• _Supplied text_
Okay, it will be updated in the next patch version.

> > +	u32 idx = 0;
> > +	u32 status;
> > +	int ret;
> > +
> > +	res = platform_get_resource(pdev, IORESOURCE_MEM, 0);
> > +	reg_size = res->end - res->start;
> > +
> > +	if (reg_size != 0)
> > +		idx = ((intptr_t)wdt->base & 0x00000fff) / reg_size;
> > +
> > +	/* On ast2400, only a bit is used to represent WDT reset */
> > +	if (of_device_is_compatible(pdev->dev.of_node, "aspeed,ast2400-wdt"))
> > +		idx = 0;
> > +
> 
> There is some redundancy in the above code, and platform_get_resource() can
> return NULL. If idx==0 for aspeed,ast2400-wdt anyway, the code can be
> rewritten as
> 
> 	if (!of_device_is_compatible(pdev->dev.of_node, "aspeed,ast2400-wdt"))
> {
> 		res = platform_get_resource(pdev, IORESOURCE_MEM, 0);
> 		if (res) {
> 			reg_size = res->end - res->start;
> 			if (reg_size)
> 				idx = ((intptr_t)wdt->base & 0x00000fff) / reg_size;
> 		}
> 	}
> 

Okay, it looks more concise. Thanks for the reminder.

> > +	scu_base = syscon_regmap_lookup_by_compatible(scu.compatible);
> > +	if (IS_ERR(scu_base))
> > +		return PTR_ERR(scu_base);
> > +
> > +	ret = regmap_read(scu_base, scu.reset_status_reg, &status);
> > +	if (ret)
> > +		return ret;
> 
> The above only affects bootstatus. Why fail to load the driver just because
> bootstatus can not be read ?
> 

It will be updated in the next patch.

> > +
> > +	reset_mask_width = hweight32(scu.wdt_reset_mask);
> > +	reset_mask_shift = scu.wdt_reset_mask_shift +
> > +			   reset_mask_width * idx;
> > +
> > +	if (status & (scu.wdt_sw_reset_mask << reset_mask_shift))
> > +		wdt->wdd.bootstatus = WDIOF_EXTERN1;
> > +	else if (status & (scu.wdt_reset_mask << reset_mask_shift))
> > +		wdt->wdd.bootstatus = WDIOF_CARDRESET;
> > +	else
> > +		wdt->wdd.bootstatus = 0;
> 
> That is already 0.
> 

Okay.

> > +
> > +	return regmap_write(scu_base, scu.reset_status_reg,
> > +			    scu.wdt_reset_mask << reset_mask_shift); }
> > +
> >   /* access_cs0 shows if cs0 is accessible, hence the reverted bit */
> >   static ssize_t access_cs0_show(struct device *dev,
> >   			       struct device_attribute *attr, char *buf) @@
> -458,10
> > +535,12 @@ static int aspeed_wdt_probe(struct platform_device *pdev)
> >   		writel(duration - 1, wdt->base + WDT_RESET_WIDTH);
> >   	}
> >
> > +	ret = aspeed_wdt_update_bootstatus(pdev, wdt);
> > +	if (ret)

• _Recorded information_
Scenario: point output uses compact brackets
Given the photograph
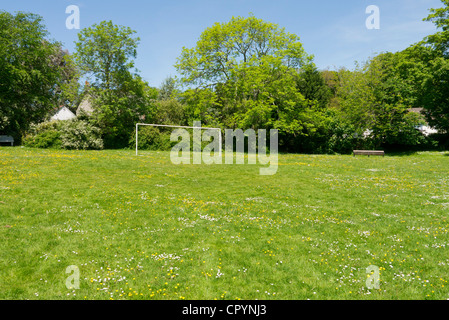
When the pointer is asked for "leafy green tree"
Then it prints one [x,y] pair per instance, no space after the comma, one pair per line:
[106,53]
[310,82]
[440,17]
[243,74]
[30,72]
[433,93]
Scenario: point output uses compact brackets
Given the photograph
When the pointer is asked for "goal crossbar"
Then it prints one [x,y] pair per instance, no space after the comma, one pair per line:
[178,127]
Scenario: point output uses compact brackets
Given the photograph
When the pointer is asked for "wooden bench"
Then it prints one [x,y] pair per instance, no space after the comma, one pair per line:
[369,153]
[7,139]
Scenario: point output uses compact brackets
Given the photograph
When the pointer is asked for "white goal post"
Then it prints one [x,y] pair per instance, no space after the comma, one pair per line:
[178,127]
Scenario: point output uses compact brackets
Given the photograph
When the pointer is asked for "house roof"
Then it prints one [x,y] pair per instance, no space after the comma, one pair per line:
[63,113]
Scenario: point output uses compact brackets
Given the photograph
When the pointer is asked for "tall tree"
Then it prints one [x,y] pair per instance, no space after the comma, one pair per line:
[30,72]
[242,74]
[106,53]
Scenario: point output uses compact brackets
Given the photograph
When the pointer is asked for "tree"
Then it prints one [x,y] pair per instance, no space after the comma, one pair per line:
[106,53]
[310,82]
[242,74]
[31,72]
[440,17]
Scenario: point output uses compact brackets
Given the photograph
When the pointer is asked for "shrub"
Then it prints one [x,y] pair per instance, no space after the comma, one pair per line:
[152,138]
[80,135]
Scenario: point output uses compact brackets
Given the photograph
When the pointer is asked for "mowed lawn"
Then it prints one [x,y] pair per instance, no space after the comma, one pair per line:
[139,227]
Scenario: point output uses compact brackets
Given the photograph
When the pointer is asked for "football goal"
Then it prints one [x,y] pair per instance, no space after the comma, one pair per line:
[177,127]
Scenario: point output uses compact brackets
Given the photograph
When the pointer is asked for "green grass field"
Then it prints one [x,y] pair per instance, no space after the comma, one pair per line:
[139,227]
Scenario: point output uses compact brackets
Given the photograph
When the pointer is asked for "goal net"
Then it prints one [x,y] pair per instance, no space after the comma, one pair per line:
[192,131]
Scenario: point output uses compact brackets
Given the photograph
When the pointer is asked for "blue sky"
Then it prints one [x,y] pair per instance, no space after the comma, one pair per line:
[333,31]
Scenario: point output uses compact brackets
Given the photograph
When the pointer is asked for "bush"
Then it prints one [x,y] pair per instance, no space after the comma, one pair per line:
[44,135]
[151,138]
[80,135]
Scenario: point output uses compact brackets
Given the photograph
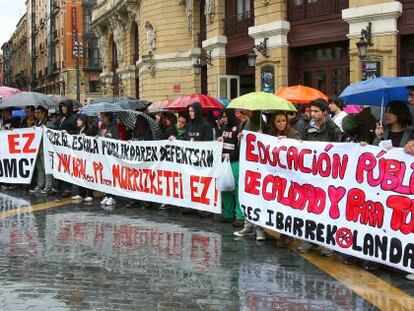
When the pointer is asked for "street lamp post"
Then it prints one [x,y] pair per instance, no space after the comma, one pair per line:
[78,51]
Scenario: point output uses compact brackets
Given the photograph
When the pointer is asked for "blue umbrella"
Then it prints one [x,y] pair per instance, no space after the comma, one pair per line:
[378,91]
[224,101]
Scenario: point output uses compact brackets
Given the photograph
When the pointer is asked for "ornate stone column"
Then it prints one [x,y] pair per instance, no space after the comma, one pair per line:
[383,17]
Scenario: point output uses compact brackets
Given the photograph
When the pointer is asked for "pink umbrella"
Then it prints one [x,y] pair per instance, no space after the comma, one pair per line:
[353,109]
[7,92]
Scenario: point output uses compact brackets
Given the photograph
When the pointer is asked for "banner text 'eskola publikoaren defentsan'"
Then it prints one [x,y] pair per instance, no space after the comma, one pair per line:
[354,199]
[18,153]
[172,172]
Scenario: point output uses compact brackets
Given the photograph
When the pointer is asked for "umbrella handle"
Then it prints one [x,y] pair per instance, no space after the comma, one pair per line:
[382,111]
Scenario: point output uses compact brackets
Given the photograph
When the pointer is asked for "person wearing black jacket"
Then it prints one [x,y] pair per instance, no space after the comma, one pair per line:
[8,121]
[68,117]
[42,182]
[230,199]
[84,128]
[197,128]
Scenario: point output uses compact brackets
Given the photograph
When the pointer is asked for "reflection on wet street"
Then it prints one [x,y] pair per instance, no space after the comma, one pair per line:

• _Task set_
1) Answer these questions from the patch review.
(a) Which function does the reviewer say can return NULL?
(b) Which compatible string causes idx to be set to 0?
(c) What value is assigned to wdt->wdd.bootstatus when the software reset bit is found in status?
2) Transcribe the part of the patch review between "Okay, it looks" and "not be read ?", inclusive.
The records have no connection to the patch review.

• _Results of the exercise_
1)
(a) platform_get_resource()
(b) "aspeed,ast2400-wdt"
(c) WDIOF_EXTERN1

2)
Okay, it looks more concise. Thanks for the reminder.

> > +	scu_base = syscon_regmap_lookup_by_compatible(scu.compatible);
> > +	if (IS_ERR(scu_base))
> > +		return PTR_ERR(scu_base);
> > +
> > +	ret = regmap_read(scu_base, scu.reset_status_reg, &status);
> > +	if (ret)
> > +		return ret;
> 
> The above only affects bootstatus. Why fail to load the driver just because
> bootstatus can not be read ?